DOCUMENT EXTRACT >>
· · · · ·
Obama says he's sorry
The president apologizes to Americans who are surprised they’re losing their current health insurance plans
WASHINGTON—President Barack Obama apologized on Thursday to millions of Americans who are finding out they can no longer keep their health insurance under the Affordable Care Act (ACA)—aka “Obamacare.”
“I am sorry that they are finding themselves in this situation based on assurances they got from me,” Obama told NBC News in an interview at the White House.
The president’s comments came as his administration is reeling from the fallout over the healthcare law’s rollout. The nation was initially fixated on the law’s broken website, HealthCare.gov, but attention has since shifted to the millions of Americans who are receiving health insurance cancellation notices, despite repeated promises from Obama—dating back to 2009—that everyone who liked their insurance plan could keep it.
“Obviously we didn’t do a good enough job in terms of how we crafted the law,” the president said in the interview Thursday. “And, you know, that’s something I regret.”
NBC previously reported the administration knew as early as 2010 that “40 to 67 percent” of those with individual health insurance policies would be required to get new coverage. The ACA mandates every plan must have 10 essential benefits, all of which are not included in many existing individual policies.
The news that millions would lose their plans didn’t come as a shock to healthcare experts, including Daniel Sledge, a health policy professor at the University of Texas at Arlington, who told me he wasn’t surprised many would need to upgrade their coverage.
“The tendency in the administration is basically to act as if people who have these lower quality health insurance plans don’t have coverage,” Sledge said. “The administration viewed those as something people would be happy to get rid of.”
· · · · ·
DATA TO EXAMINE >>
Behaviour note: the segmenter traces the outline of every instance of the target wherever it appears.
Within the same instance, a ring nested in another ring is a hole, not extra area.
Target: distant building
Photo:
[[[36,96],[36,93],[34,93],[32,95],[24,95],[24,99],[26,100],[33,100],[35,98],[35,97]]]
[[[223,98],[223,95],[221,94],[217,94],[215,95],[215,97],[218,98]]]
· · · · ·
HOW TO COMPLETE THIS TASK >>
Please list every proper name or abbreviation that the article on Obama's health insurance apology uses for the health care law.

SOLVED PROBLEM >>
- Affordable Care Act
- ACA
- Obamacare